■ Dataset excerpts on pointing to objects
--- START ---

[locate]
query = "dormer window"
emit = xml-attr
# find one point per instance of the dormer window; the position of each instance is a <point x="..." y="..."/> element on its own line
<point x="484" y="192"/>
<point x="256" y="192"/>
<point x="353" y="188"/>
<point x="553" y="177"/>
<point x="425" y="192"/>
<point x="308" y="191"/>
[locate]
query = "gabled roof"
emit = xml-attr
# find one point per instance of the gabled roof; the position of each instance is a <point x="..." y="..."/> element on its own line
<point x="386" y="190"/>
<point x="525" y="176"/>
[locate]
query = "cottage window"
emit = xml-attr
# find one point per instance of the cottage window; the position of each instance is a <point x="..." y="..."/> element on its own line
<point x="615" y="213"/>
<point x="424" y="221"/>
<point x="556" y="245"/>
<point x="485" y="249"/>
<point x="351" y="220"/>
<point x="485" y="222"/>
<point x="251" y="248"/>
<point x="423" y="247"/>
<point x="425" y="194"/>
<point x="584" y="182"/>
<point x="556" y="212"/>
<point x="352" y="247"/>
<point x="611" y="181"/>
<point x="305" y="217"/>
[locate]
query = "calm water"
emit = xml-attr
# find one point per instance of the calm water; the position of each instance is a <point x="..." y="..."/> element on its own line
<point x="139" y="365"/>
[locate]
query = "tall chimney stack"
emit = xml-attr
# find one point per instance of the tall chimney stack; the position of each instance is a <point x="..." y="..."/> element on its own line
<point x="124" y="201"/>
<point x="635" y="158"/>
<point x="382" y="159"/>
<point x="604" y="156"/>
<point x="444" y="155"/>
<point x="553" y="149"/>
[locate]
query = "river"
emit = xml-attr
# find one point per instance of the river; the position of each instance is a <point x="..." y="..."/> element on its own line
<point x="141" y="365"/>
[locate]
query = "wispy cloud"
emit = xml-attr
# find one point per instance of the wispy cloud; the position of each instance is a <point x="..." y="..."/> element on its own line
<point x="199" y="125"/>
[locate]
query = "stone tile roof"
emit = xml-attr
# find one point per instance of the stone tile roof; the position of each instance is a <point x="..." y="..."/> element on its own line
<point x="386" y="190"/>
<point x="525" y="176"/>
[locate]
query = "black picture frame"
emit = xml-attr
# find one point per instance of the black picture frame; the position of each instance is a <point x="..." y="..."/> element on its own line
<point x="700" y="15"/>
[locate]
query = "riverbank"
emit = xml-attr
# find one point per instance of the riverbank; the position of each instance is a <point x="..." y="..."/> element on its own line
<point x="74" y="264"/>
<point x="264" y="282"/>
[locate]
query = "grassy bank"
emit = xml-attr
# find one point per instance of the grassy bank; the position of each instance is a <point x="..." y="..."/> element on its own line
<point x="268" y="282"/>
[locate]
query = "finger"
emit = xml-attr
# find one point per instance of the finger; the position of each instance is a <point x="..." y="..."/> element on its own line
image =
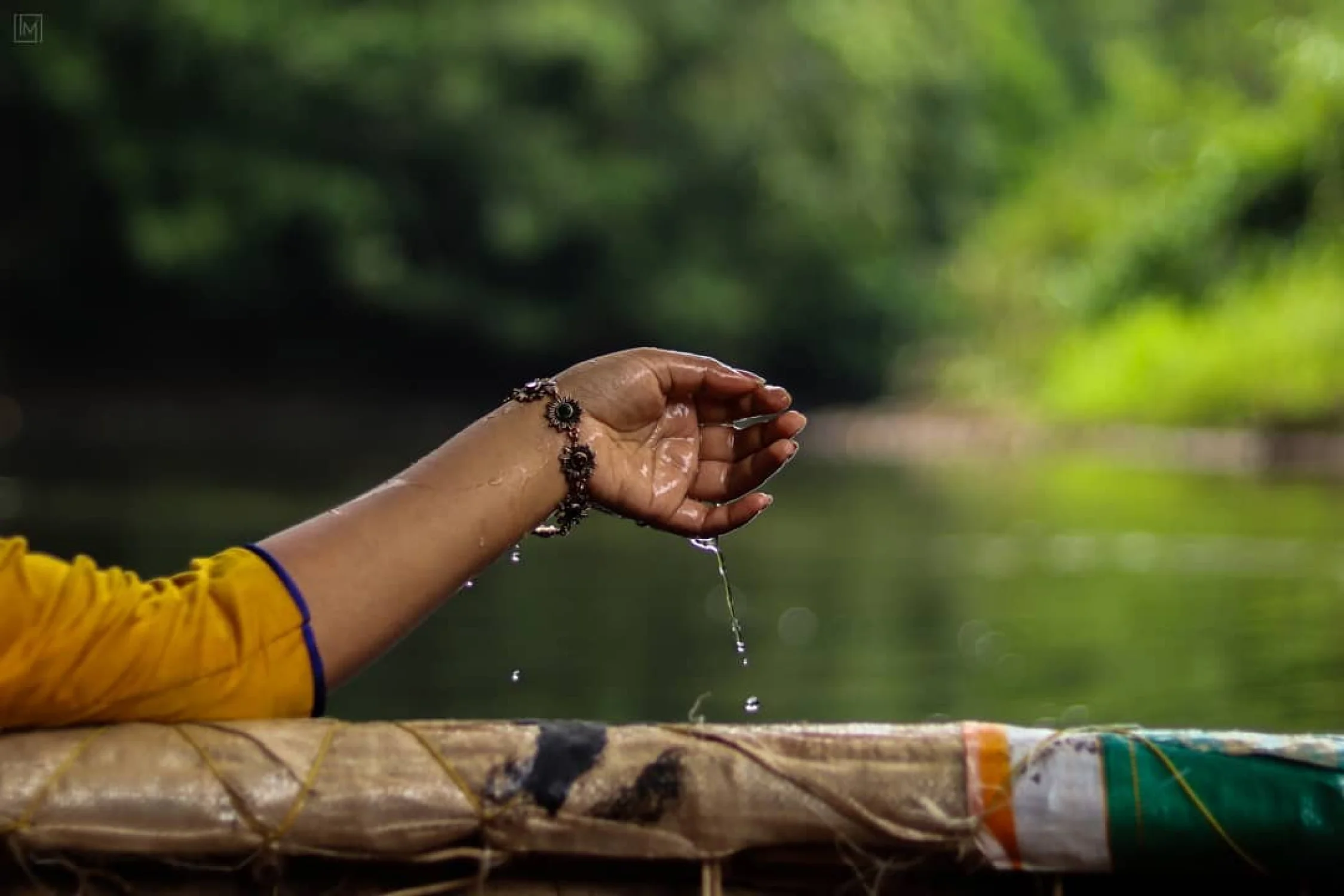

--- END ---

■ What is being asked
Pick out every line in the listing above that contains the word "roof", and copy each one.

■ Worked solution
query = "gabled roof"
# find one point per instance of the gabled roof; the position of each instance is a <point x="..." y="..."/> element on its own line
query = "stone tile roof"
# find one point per instance of the stone tile roof; the position of each instance is a <point x="..." y="..."/> element on its own line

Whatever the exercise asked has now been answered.